-- START The input --
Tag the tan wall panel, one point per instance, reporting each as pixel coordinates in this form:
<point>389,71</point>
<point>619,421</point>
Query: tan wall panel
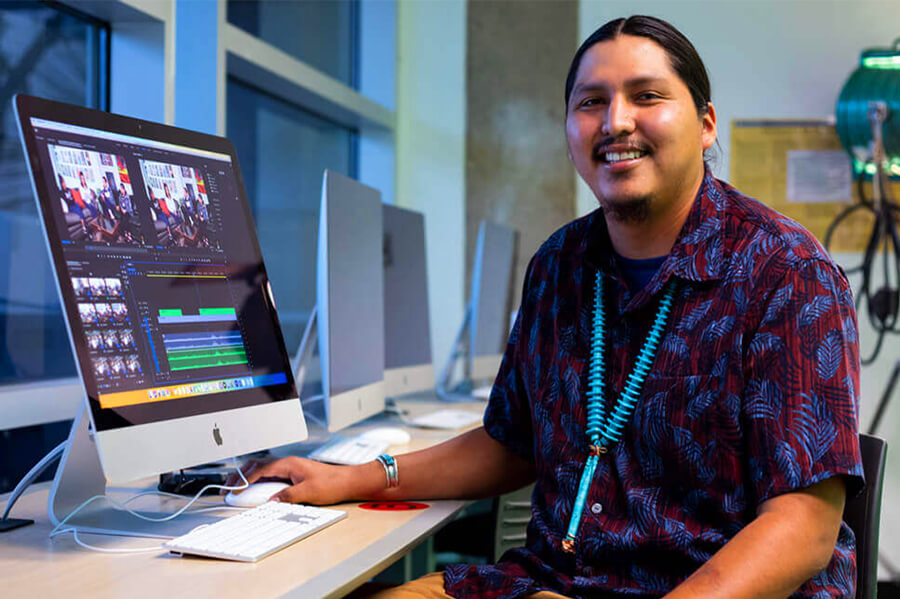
<point>517,170</point>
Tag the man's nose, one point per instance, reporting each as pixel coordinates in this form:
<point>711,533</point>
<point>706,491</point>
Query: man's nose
<point>619,117</point>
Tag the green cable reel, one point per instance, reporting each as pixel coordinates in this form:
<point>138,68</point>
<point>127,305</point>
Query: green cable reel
<point>877,79</point>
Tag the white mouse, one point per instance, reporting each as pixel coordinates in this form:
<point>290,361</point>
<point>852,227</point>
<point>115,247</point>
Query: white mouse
<point>388,434</point>
<point>254,495</point>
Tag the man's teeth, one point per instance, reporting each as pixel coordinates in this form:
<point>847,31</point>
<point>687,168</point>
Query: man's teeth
<point>619,156</point>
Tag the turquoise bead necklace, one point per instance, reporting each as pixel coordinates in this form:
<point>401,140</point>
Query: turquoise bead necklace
<point>604,432</point>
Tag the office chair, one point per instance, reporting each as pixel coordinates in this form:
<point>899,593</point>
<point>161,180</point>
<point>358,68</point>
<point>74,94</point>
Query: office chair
<point>863,515</point>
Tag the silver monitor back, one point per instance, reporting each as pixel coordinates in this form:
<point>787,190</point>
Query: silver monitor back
<point>350,301</point>
<point>490,301</point>
<point>407,360</point>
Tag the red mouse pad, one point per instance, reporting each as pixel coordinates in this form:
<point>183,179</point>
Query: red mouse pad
<point>393,506</point>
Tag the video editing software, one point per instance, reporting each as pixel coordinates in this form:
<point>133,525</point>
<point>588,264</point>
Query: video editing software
<point>165,280</point>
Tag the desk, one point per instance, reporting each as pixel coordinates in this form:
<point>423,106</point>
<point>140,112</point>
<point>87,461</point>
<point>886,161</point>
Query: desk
<point>330,563</point>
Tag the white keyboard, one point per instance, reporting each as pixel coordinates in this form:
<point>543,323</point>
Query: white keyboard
<point>255,533</point>
<point>448,419</point>
<point>349,451</point>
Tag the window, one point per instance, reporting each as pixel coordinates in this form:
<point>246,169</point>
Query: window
<point>321,33</point>
<point>54,53</point>
<point>282,151</point>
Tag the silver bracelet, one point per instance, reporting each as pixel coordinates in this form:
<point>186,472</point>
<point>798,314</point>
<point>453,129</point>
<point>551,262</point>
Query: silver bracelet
<point>391,472</point>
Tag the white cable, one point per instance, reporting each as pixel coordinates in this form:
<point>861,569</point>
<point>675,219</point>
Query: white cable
<point>74,532</point>
<point>123,506</point>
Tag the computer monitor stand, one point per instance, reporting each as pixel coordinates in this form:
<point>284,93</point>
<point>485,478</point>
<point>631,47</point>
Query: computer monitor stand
<point>447,388</point>
<point>79,477</point>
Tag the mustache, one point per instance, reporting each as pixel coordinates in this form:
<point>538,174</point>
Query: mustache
<point>629,145</point>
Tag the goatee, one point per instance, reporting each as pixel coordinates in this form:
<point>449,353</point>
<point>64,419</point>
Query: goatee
<point>632,210</point>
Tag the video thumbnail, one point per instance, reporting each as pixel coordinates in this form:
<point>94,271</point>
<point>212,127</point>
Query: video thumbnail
<point>82,287</point>
<point>88,314</point>
<point>179,204</point>
<point>95,196</point>
<point>113,287</point>
<point>95,340</point>
<point>132,365</point>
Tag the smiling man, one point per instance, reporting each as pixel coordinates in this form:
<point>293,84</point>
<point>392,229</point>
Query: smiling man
<point>681,381</point>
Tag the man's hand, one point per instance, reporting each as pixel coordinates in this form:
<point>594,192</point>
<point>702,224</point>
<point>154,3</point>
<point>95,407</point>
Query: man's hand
<point>312,482</point>
<point>470,466</point>
<point>791,539</point>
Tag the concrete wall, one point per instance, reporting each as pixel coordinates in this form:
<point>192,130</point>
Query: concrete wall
<point>430,150</point>
<point>517,171</point>
<point>783,59</point>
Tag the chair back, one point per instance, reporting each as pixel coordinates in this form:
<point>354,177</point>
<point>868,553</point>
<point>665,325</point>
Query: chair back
<point>863,515</point>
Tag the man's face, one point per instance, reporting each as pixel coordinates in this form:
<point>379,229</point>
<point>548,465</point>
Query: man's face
<point>633,131</point>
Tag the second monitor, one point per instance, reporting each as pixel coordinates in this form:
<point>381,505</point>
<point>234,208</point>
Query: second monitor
<point>350,301</point>
<point>407,361</point>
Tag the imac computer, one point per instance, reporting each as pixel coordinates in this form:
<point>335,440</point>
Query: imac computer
<point>482,337</point>
<point>350,301</point>
<point>166,299</point>
<point>407,339</point>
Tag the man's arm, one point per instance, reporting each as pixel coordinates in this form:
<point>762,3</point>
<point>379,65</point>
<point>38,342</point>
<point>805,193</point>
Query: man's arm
<point>470,466</point>
<point>791,539</point>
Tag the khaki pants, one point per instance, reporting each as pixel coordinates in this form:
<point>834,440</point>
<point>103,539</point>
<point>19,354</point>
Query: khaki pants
<point>430,586</point>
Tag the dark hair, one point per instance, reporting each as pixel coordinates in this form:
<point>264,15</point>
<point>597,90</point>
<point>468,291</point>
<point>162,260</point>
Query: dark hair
<point>685,60</point>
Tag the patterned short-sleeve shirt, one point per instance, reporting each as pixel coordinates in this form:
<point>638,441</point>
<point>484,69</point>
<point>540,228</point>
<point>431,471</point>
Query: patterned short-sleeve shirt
<point>753,393</point>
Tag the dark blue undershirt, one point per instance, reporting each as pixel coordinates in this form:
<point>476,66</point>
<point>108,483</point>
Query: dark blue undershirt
<point>637,273</point>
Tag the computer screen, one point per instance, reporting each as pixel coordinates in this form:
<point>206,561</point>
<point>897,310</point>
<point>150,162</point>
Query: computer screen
<point>491,295</point>
<point>407,338</point>
<point>350,301</point>
<point>163,288</point>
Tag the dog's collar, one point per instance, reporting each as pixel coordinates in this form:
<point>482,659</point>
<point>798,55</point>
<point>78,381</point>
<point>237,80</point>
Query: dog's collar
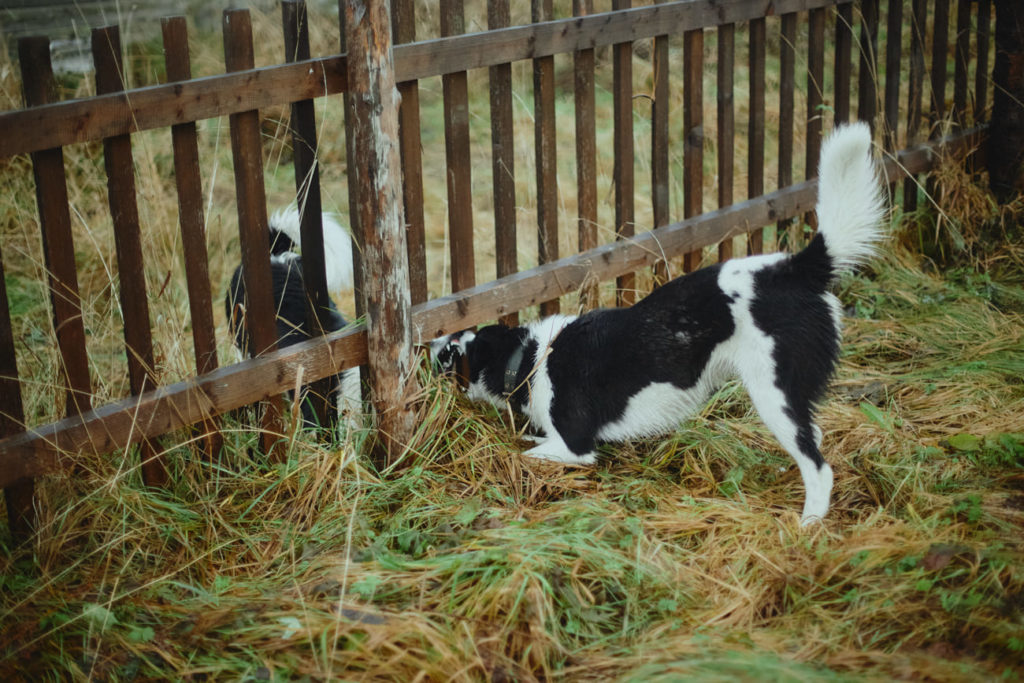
<point>512,369</point>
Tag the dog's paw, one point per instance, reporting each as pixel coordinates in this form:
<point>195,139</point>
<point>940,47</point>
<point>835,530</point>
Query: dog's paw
<point>555,451</point>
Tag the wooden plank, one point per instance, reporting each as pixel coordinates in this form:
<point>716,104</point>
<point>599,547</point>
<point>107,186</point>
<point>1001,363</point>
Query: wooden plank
<point>460,189</point>
<point>586,154</point>
<point>867,86</point>
<point>659,177</point>
<point>726,123</point>
<point>756,126</point>
<point>128,245</point>
<point>163,105</point>
<point>403,31</point>
<point>193,222</point>
<point>915,81</point>
<point>692,134</point>
<point>981,74</point>
<point>786,119</point>
<point>18,494</point>
<point>940,47</point>
<point>54,223</point>
<point>815,97</point>
<point>963,60</point>
<point>307,195</point>
<point>45,449</point>
<point>546,151</point>
<point>894,33</point>
<point>251,199</point>
<point>843,67</point>
<point>503,158</point>
<point>378,168</point>
<point>623,175</point>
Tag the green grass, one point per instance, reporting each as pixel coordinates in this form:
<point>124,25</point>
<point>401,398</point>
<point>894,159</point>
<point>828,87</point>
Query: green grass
<point>673,559</point>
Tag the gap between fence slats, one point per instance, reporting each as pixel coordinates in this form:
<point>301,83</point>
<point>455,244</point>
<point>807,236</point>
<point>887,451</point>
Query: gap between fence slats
<point>128,245</point>
<point>692,134</point>
<point>54,223</point>
<point>894,27</point>
<point>586,154</point>
<point>251,199</point>
<point>546,150</point>
<point>18,494</point>
<point>756,126</point>
<point>459,164</point>
<point>403,31</point>
<point>815,97</point>
<point>843,67</point>
<point>962,57</point>
<point>622,79</point>
<point>786,120</point>
<point>42,449</point>
<point>307,196</point>
<point>193,223</point>
<point>659,136</point>
<point>503,158</point>
<point>867,85</point>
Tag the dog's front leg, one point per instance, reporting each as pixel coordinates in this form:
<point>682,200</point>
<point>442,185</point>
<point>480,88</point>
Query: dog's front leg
<point>553,449</point>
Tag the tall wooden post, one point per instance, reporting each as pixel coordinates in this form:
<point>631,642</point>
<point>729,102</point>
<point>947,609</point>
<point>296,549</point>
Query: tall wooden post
<point>1006,135</point>
<point>378,202</point>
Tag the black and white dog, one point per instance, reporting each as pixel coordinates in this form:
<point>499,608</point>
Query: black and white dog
<point>290,297</point>
<point>769,319</point>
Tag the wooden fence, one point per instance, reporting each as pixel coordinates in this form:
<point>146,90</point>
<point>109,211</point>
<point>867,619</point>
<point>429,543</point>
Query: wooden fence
<point>850,31</point>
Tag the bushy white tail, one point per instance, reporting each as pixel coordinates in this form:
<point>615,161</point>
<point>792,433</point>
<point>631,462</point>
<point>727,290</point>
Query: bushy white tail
<point>337,246</point>
<point>851,203</point>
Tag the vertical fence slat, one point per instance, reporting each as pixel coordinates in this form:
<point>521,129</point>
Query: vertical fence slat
<point>981,74</point>
<point>940,46</point>
<point>190,217</point>
<point>457,158</point>
<point>786,112</point>
<point>692,133</point>
<point>622,57</point>
<point>307,191</point>
<point>726,124</point>
<point>377,165</point>
<point>503,157</point>
<point>815,96</point>
<point>756,126</point>
<point>659,146</point>
<point>128,244</point>
<point>586,148</point>
<point>54,223</point>
<point>963,60</point>
<point>253,230</point>
<point>403,30</point>
<point>353,188</point>
<point>867,87</point>
<point>544,137</point>
<point>18,496</point>
<point>843,62</point>
<point>915,83</point>
<point>894,31</point>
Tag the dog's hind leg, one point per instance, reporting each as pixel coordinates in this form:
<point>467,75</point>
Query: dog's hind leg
<point>797,432</point>
<point>555,450</point>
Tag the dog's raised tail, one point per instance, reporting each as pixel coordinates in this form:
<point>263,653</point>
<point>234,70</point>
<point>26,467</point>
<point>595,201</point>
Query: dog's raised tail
<point>851,203</point>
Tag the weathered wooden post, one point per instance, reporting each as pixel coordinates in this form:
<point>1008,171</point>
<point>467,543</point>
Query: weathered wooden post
<point>1006,134</point>
<point>376,164</point>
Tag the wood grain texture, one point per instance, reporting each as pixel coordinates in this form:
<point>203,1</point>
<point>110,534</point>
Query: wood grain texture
<point>54,223</point>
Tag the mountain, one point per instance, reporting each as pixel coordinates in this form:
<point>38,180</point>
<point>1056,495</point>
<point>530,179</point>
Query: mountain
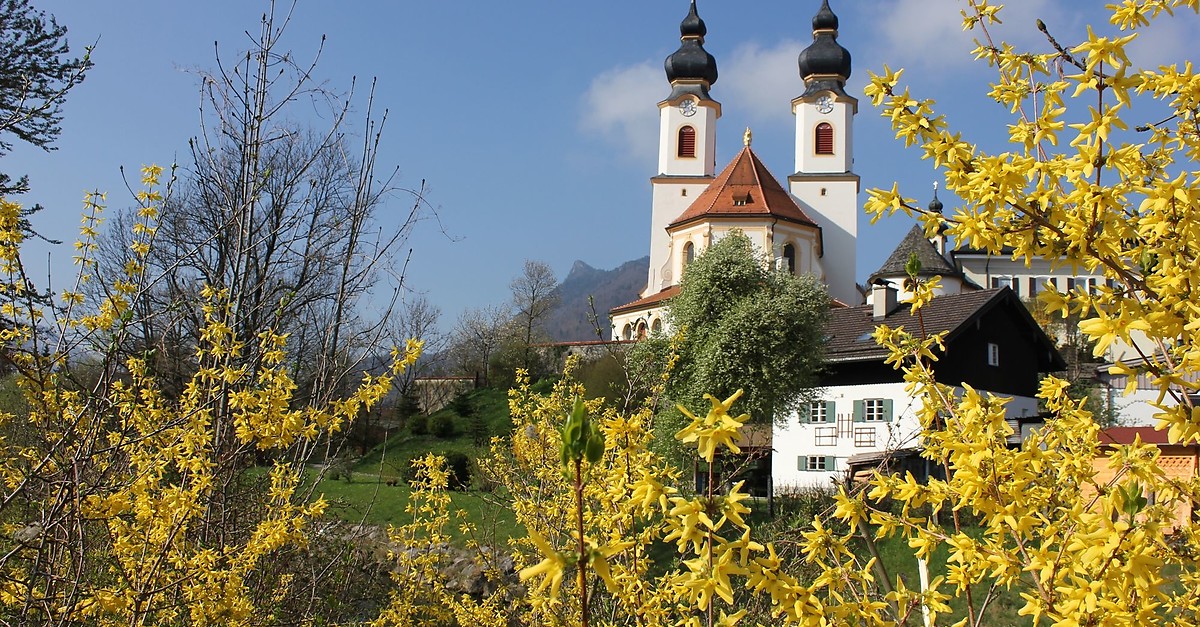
<point>607,288</point>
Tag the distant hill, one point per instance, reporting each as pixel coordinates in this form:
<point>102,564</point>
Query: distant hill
<point>609,288</point>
-- END The input --
Which lines in the entries above run from the one containing "Tag the concrete" through the one containing "<point>407,361</point>"? Copy that stretch word for word, both end lines included.

Tag the concrete wall, one point per instance, reporting each as pixel coordinates in this form:
<point>192,130</point>
Query: concrete wall
<point>430,150</point>
<point>517,171</point>
<point>783,59</point>
Tag the chair back, one point per instance, reporting each as pixel coordinates in this form:
<point>354,177</point>
<point>868,553</point>
<point>665,325</point>
Query: chair back
<point>863,515</point>
Tag the man's face, one point per instance, reporting each as pixel coordinates in this form:
<point>379,229</point>
<point>548,465</point>
Query: man's face
<point>633,131</point>
Tag the second monitor, one point per instance, reporting each as pixel coordinates in this form:
<point>381,505</point>
<point>234,208</point>
Query: second monitor
<point>350,301</point>
<point>407,361</point>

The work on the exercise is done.